PASSAGE EXTRAIT:
Les difficultés ou les misères de l'ouvrier ne tenaient pas tant à la faiblesse du salaire qu'au prix des denrées. Pendant de longues années, le taux du salaire demeura une constante, et l'ouvrier l'oublia pour se laisser fasciner par la variable dont la montée ou la baisse commanda les vicissitudes de son existence : la courbe des prix, et en particulier celle du prix du pain. Elle était la dépense primordiale qui dévorait à elle seule la moitié du revenu ouvrier. La conséquence fut qu'on songea beaucoup moins à réclamer une augmentation du salaire (revendication qui aurait opposé l'ouvrier à son employeur bourgeois) qu'à exiger une taxation des prix, ce qui détourna la colère populaire vers l'aristocrate possesseur des terres, bénéficiaire de la rente féodale et accapareur des grains.

TRAVAIL À FAIRE:
Les affirmations suivantes sont-elles conformes au passage extrait ? Pour chacune, répondez par oui ou non et citez les mots exacts du passage qui tranchent.
(a) Pendant longtemps, le taux du salaire ne changea pas.
(b) Les ouvriers cherchaient avant tout à obtenir une hausse de leur salaire.
(c) La colère populaire se tourna vers l'aristocrate possesseur des terres.

EXTRAIT DES DONNÉES:

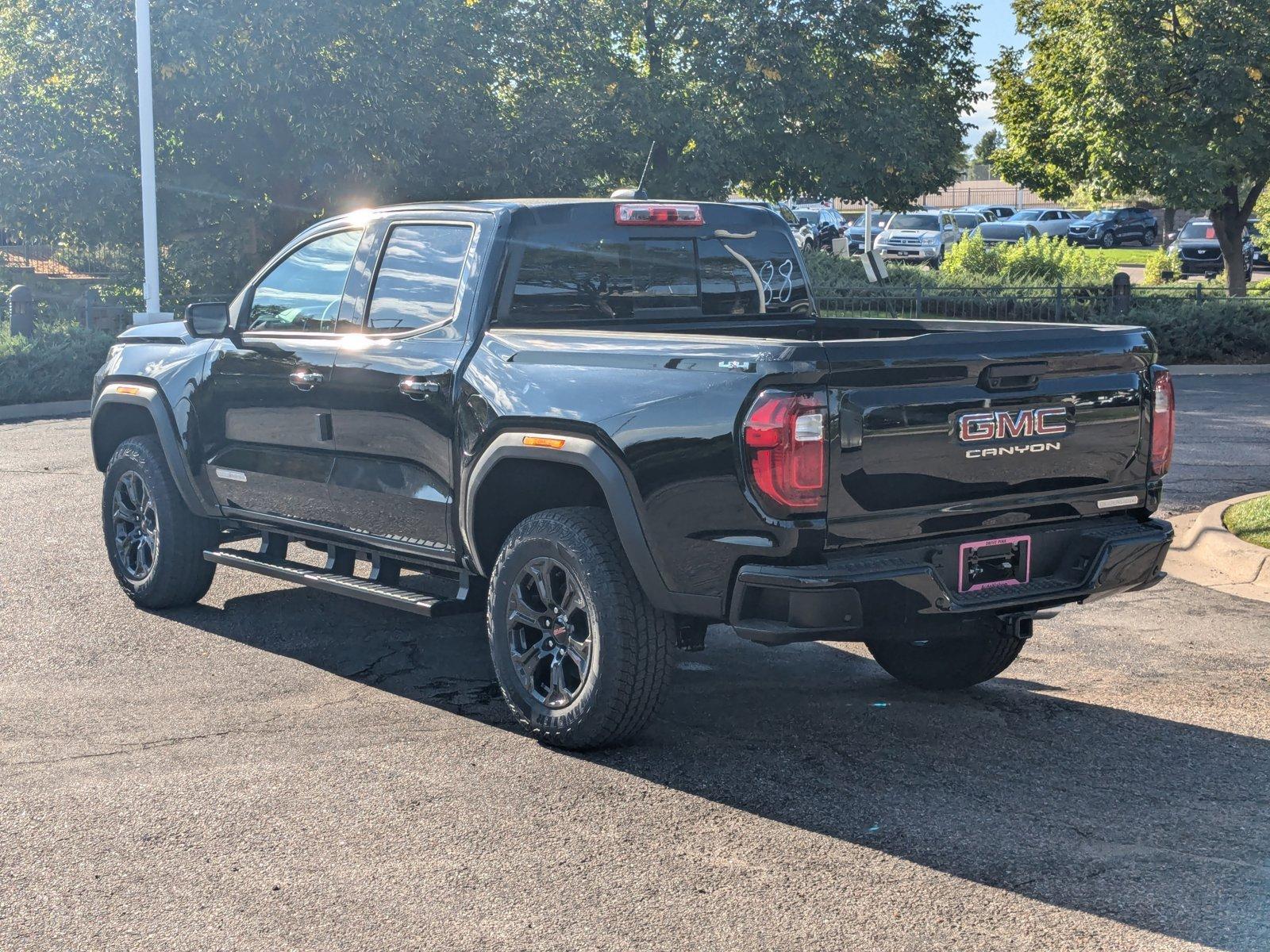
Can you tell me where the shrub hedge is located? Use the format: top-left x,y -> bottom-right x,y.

SOLUTION DU PROBLÈME:
(a) Oui : « Pendant de longues années, le taux du salaire demeura une constante ».
(b) Non : « on songea beaucoup moins à réclamer une augmentation du salaire ».
(c) Oui : « ce qui détourna la colère populaire vers l'aristocrate possesseur des terres ».